### [EXERCISE BRIEF]
Retrieve every line from the records in which the word "below" occurs.

### [TASK DATA]
################

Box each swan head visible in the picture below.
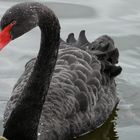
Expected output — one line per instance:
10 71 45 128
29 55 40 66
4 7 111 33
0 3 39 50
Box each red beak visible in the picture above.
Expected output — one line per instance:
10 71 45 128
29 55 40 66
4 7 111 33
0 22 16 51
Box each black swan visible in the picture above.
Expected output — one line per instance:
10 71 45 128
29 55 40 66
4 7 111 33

################

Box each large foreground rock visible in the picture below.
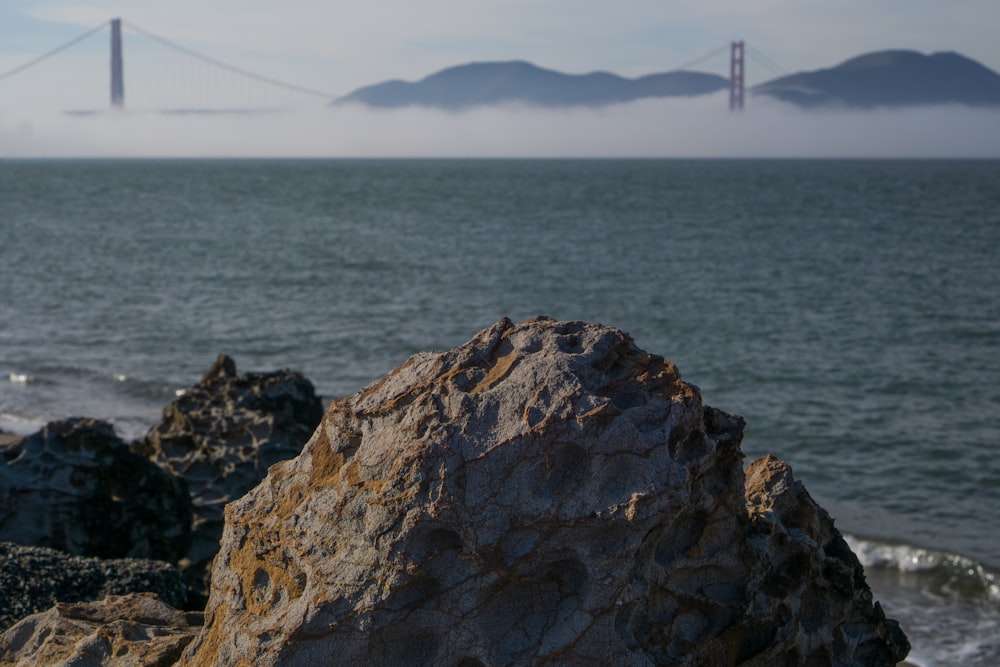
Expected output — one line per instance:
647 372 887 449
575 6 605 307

################

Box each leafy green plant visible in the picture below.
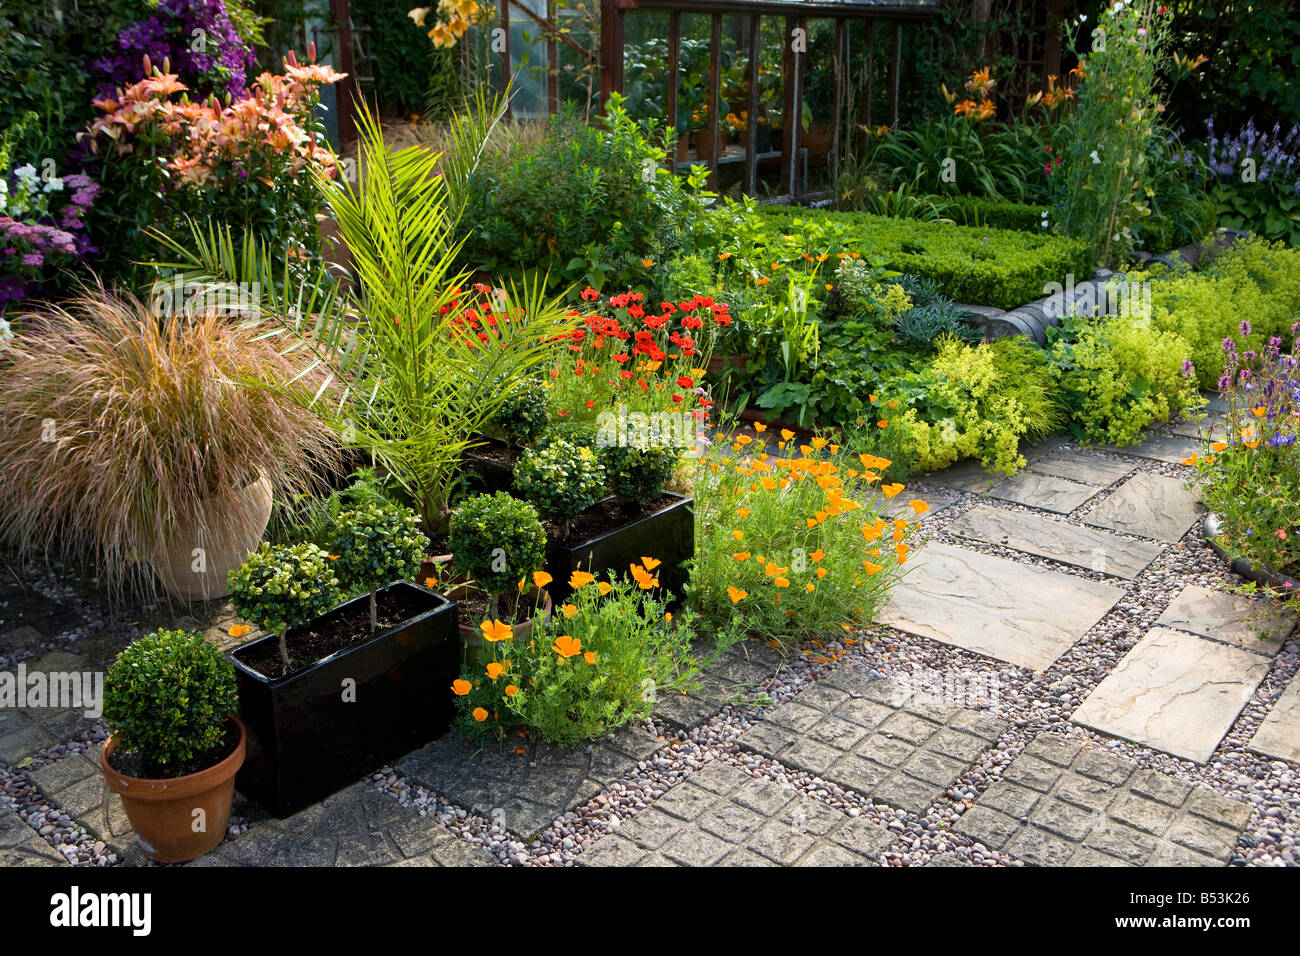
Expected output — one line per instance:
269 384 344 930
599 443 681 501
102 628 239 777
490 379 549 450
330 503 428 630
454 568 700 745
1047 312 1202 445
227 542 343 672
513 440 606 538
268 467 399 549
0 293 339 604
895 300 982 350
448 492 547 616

################

### [ANSWER FOR THE TASK]
Box each swan head visible in the picture below.
Box each large foreground rock visible in the picture below.
Box each leafy green plant visible in the picture below.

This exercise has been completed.